[Data]
□ □ □ □

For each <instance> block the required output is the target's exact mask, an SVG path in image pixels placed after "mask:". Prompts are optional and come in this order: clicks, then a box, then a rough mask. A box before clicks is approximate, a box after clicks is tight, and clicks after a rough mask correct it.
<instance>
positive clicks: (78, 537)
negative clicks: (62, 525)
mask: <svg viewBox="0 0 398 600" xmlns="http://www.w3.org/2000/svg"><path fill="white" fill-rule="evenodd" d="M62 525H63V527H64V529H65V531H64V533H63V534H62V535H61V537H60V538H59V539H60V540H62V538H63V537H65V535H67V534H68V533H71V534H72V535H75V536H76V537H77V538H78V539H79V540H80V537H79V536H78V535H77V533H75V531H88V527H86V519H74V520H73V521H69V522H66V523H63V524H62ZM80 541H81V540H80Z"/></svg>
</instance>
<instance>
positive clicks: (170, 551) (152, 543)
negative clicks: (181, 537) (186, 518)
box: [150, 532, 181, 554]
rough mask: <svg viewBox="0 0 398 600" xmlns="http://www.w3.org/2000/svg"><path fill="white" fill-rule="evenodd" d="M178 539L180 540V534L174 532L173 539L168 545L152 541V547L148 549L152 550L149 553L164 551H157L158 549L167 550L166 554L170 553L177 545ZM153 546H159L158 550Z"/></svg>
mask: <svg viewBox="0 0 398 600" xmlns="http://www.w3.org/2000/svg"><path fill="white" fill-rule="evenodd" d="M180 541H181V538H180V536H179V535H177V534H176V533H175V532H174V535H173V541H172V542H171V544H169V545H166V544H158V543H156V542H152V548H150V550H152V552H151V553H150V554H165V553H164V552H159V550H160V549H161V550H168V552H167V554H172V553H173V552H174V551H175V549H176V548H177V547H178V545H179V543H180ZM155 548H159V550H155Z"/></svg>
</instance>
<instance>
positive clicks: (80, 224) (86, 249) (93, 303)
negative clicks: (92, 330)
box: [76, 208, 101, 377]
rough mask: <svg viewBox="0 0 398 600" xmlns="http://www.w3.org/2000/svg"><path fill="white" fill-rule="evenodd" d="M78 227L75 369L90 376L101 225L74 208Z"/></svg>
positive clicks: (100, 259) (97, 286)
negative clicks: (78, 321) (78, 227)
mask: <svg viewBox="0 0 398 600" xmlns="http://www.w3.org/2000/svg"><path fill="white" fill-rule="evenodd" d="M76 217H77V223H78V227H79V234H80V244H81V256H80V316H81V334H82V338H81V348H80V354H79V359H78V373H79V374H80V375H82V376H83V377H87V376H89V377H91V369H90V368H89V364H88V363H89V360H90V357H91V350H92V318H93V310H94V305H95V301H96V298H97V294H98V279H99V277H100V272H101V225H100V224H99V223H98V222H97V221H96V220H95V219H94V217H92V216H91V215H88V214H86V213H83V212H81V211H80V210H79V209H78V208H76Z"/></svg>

□ □ □ □

[Your assignment] Considering each line of the material above, count those with the word "positive" and give only the number.

[Exercise result] 4